* WORK REQUEST: Only one stretch of the data below is wanted: the lines from the one with "Where can the lemon half" through the one with "Sample: <point>459,149</point>", repeated exactly.

[Data excerpts]
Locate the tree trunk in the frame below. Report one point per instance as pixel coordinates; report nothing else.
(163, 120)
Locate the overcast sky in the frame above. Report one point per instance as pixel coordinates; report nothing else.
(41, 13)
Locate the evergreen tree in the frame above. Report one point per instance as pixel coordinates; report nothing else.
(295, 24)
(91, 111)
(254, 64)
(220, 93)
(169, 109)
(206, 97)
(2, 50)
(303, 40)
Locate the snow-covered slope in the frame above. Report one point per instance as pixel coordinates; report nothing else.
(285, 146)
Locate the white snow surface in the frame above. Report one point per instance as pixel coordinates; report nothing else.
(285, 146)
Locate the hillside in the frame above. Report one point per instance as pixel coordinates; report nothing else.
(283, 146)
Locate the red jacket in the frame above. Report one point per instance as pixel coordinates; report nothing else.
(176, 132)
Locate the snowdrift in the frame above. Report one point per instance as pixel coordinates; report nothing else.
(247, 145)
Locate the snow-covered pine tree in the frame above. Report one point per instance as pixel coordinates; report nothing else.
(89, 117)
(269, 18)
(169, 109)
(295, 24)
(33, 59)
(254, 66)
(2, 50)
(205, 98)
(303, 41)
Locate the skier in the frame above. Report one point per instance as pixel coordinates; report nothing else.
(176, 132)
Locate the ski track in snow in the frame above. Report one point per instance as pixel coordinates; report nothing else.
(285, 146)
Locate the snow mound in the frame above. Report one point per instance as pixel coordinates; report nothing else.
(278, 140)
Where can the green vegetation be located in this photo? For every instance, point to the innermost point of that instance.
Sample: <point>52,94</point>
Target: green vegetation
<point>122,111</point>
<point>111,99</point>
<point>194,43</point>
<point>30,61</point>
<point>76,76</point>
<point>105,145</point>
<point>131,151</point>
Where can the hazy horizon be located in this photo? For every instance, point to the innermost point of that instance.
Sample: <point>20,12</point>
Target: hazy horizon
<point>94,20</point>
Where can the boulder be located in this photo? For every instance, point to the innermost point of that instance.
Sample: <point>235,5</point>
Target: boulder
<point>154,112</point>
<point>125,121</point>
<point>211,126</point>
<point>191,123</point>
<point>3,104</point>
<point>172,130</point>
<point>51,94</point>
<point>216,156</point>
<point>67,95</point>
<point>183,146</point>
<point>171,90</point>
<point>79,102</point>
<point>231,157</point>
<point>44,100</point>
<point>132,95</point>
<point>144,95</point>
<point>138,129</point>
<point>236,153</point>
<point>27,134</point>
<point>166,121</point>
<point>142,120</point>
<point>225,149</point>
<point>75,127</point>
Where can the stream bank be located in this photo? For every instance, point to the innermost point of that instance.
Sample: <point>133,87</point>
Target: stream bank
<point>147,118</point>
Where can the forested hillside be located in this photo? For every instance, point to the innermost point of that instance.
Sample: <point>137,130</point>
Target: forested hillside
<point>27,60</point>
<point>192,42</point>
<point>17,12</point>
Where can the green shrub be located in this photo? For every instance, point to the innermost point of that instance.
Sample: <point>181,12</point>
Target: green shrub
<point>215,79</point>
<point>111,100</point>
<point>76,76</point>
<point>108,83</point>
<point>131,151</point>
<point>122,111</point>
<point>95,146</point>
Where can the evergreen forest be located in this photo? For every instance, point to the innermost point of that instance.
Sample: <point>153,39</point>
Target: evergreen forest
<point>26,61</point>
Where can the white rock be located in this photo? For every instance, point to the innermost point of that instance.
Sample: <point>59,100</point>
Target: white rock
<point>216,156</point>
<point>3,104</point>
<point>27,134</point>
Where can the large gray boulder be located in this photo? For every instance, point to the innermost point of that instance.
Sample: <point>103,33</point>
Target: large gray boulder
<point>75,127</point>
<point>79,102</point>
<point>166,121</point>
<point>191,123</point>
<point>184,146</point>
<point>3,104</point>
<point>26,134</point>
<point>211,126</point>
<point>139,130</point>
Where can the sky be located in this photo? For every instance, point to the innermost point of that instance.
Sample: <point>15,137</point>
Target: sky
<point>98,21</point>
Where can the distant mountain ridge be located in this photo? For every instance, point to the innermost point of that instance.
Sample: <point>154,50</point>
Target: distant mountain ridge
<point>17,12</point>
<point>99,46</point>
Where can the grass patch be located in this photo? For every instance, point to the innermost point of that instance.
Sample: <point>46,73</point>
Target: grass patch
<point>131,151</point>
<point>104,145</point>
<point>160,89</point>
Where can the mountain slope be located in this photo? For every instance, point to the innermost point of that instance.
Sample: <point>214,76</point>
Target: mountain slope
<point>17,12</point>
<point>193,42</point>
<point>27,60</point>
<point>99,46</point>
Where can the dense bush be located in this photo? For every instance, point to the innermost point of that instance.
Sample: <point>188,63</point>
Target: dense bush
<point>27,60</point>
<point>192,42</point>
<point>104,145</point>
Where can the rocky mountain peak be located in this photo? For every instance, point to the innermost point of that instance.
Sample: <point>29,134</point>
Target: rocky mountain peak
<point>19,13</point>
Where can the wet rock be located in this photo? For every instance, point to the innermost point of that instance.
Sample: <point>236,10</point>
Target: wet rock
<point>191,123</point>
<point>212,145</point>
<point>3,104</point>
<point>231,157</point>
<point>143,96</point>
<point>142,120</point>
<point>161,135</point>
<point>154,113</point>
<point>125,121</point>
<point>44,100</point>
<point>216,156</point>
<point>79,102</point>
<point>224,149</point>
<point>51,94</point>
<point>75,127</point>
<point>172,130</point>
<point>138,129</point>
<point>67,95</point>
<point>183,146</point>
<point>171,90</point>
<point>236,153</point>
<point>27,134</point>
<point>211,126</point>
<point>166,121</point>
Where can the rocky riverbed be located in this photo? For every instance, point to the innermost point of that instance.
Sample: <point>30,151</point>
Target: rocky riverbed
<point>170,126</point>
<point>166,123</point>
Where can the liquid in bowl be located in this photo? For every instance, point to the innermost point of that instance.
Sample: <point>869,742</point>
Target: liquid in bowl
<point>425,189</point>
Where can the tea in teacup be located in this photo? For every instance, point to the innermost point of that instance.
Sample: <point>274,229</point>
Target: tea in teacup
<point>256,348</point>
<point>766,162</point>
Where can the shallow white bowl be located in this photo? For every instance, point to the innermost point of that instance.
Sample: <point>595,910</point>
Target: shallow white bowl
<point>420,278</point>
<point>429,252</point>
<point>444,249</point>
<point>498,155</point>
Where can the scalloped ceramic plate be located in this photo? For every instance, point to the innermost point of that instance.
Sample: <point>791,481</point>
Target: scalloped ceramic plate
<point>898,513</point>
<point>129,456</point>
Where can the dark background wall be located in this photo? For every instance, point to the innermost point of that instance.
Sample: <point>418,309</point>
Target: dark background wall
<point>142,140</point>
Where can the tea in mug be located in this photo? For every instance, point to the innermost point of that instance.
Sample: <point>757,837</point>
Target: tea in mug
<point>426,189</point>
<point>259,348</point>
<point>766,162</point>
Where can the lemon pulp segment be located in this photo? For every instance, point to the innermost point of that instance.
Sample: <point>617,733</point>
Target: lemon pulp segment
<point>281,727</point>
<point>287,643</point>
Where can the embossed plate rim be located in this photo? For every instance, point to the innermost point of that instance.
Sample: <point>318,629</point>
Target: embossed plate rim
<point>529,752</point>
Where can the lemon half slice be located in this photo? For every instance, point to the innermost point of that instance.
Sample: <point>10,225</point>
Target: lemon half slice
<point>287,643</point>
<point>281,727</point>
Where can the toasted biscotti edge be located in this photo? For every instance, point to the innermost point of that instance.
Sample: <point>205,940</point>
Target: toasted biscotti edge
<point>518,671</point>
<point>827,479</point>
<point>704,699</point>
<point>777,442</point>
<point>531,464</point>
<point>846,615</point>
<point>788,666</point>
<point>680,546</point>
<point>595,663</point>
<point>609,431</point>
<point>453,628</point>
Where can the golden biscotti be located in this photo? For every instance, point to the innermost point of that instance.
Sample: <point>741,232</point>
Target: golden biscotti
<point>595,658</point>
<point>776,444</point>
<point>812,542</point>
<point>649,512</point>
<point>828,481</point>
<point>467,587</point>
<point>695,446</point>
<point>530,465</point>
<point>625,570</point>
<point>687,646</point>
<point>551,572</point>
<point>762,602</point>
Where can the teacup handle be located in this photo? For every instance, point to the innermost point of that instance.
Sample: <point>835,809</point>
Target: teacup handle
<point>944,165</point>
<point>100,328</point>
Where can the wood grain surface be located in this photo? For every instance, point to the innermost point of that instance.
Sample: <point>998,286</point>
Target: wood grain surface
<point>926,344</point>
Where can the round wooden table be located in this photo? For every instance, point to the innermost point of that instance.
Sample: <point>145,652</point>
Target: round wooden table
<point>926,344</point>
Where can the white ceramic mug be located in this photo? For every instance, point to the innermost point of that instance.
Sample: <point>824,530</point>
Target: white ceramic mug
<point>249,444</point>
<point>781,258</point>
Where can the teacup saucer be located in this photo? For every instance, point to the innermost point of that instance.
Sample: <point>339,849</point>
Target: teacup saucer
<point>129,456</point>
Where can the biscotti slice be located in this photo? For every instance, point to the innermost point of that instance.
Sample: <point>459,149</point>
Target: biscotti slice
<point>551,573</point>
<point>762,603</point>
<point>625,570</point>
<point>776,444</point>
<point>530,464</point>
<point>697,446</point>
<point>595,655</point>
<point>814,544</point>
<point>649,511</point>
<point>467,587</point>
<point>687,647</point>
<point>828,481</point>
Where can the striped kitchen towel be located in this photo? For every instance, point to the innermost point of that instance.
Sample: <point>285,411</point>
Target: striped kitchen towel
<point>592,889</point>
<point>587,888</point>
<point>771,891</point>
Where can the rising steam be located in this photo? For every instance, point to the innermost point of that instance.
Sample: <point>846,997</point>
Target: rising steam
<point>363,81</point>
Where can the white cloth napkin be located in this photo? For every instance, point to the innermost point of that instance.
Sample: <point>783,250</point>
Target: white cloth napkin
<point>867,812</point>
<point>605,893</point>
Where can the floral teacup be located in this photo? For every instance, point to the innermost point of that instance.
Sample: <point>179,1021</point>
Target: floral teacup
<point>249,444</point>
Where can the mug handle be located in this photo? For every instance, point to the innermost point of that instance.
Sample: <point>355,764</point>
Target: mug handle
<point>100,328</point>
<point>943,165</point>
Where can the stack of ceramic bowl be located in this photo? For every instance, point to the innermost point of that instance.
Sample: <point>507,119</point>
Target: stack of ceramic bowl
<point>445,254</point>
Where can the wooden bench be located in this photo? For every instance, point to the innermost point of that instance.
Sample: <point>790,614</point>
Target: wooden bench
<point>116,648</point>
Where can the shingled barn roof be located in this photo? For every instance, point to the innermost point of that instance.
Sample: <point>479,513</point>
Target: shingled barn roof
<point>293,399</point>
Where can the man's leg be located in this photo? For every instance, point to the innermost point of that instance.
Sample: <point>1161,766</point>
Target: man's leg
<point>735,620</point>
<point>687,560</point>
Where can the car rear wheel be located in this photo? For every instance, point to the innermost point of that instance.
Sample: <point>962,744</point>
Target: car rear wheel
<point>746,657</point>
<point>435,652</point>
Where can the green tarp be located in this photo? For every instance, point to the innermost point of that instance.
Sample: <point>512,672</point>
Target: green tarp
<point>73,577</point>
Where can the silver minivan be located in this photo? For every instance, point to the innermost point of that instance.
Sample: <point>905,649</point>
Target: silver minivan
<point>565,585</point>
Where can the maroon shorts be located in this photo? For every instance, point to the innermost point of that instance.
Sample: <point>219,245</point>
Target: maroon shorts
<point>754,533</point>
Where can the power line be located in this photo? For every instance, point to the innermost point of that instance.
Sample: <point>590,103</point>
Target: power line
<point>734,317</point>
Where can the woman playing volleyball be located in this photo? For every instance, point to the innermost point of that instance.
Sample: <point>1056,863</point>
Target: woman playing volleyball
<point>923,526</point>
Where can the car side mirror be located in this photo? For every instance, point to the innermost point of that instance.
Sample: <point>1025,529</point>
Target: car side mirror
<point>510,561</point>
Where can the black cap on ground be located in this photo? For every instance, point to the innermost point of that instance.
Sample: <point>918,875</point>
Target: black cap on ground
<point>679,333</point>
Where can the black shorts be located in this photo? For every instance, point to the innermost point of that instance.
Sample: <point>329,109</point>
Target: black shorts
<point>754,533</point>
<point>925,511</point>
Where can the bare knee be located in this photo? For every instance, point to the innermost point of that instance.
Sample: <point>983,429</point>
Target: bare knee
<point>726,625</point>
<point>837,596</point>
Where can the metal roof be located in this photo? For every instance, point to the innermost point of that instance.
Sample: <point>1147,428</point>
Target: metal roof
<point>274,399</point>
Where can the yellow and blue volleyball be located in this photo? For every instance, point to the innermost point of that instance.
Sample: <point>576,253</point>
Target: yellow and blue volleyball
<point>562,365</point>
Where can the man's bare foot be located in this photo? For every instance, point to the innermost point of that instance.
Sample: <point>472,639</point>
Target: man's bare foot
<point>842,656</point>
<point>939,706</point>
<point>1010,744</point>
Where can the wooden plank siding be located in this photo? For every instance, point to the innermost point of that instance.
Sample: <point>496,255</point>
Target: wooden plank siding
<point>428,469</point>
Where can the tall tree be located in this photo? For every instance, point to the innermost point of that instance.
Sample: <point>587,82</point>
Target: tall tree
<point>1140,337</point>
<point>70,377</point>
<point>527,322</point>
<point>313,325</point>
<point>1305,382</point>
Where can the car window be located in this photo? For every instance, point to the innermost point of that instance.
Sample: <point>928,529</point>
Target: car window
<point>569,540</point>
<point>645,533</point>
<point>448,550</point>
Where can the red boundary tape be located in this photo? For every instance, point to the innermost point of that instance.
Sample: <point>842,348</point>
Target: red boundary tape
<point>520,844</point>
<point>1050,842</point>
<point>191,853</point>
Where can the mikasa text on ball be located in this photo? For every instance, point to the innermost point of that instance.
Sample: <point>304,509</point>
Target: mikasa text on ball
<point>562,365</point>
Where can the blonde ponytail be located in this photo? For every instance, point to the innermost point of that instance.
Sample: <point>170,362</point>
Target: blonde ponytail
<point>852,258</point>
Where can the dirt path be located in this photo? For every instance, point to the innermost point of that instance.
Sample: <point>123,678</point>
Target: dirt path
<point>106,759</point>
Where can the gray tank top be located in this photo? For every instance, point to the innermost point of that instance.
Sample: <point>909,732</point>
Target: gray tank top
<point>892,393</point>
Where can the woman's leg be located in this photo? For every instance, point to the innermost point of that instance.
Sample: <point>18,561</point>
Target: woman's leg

* SOLUTION TO THIS TASK:
Where can the lemon half slice be located in this photo? For every instance, point to the innermost point of that instance.
Sample: <point>10,225</point>
Target: lemon half slice
<point>287,643</point>
<point>281,727</point>
Where can the toasted biscotti edge be located in this photo? For every instance, point to the innermost point of that instance.
Sample: <point>205,940</point>
Target: toasted biscotti edge
<point>518,671</point>
<point>827,479</point>
<point>704,699</point>
<point>777,442</point>
<point>531,464</point>
<point>846,615</point>
<point>788,666</point>
<point>680,546</point>
<point>595,663</point>
<point>609,431</point>
<point>453,628</point>
Where can the golden biscotti be located in this photo? For every instance, point to the innermost point of that instance.
Sample: <point>741,232</point>
Target: golden biscotti
<point>595,658</point>
<point>776,444</point>
<point>812,542</point>
<point>649,512</point>
<point>828,481</point>
<point>467,587</point>
<point>695,446</point>
<point>530,465</point>
<point>625,570</point>
<point>687,646</point>
<point>551,572</point>
<point>762,602</point>
Where can the teacup handle be located in this photo? For every instance, point to the innermost point of that instance.
Sample: <point>835,809</point>
Target: teacup handle
<point>944,165</point>
<point>100,328</point>
Where can the wood grain surface be located in this photo? For every instance, point to the innermost point of that instance.
Sample: <point>998,286</point>
Target: wood grain surface
<point>926,344</point>
Where can the round wooden table be located in this photo? For every instance, point to the innermost point of that instance.
Sample: <point>145,652</point>
Target: round wooden table
<point>926,344</point>
Where can the white ceramic mug be located in this photo? For every instance, point to the innermost point of that instance.
Sample: <point>824,530</point>
Target: white ceramic mug
<point>249,444</point>
<point>781,258</point>
Where can the teacup saucer be located in this photo? For every instance, point to the innermost point of that instance.
Sample: <point>339,849</point>
Target: teacup saucer
<point>129,456</point>
Where can the biscotti slice be located in this photo? For every instance, point to the innermost point of that instance.
Sample: <point>459,149</point>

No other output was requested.